Exercise directions >>
Could you convert the lines of the data below into a JSON list of strings, one string per line and blank lines omitted, starting with the line containing "Isolate each checkered" and running through the end of the data?

Box-labeled dataset extracts
▽
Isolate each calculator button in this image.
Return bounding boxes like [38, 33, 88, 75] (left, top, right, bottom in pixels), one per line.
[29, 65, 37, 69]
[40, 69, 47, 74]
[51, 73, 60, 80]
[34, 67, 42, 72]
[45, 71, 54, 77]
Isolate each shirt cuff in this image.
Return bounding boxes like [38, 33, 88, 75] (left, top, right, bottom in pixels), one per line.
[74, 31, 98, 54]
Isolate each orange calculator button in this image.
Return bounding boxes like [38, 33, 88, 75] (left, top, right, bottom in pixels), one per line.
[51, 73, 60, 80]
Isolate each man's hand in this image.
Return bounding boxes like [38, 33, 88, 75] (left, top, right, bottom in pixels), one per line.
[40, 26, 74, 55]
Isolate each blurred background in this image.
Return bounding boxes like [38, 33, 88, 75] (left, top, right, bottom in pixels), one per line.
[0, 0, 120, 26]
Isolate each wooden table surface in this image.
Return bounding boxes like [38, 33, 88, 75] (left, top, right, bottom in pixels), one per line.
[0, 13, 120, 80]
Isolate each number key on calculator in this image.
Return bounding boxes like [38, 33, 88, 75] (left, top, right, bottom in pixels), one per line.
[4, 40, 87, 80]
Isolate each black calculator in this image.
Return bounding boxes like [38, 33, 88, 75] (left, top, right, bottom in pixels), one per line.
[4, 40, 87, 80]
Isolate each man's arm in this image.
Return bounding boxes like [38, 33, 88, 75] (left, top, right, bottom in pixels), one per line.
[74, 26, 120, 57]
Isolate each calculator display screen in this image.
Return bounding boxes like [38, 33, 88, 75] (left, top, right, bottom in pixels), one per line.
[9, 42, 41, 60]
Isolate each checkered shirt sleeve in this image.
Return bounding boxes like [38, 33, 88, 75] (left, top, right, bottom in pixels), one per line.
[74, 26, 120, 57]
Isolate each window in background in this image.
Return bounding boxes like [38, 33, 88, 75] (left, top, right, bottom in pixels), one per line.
△
The solution >>
[
  "Isolate each checkered shirt sleeve in this image.",
  "Return bounding boxes like [38, 33, 88, 75] (left, top, right, bottom in pixels), one per line.",
  "[74, 26, 120, 57]",
  "Isolate each window in background in this image.",
  "Return bounding boxes like [38, 33, 88, 75] (left, top, right, bottom in pixels), one per line."
]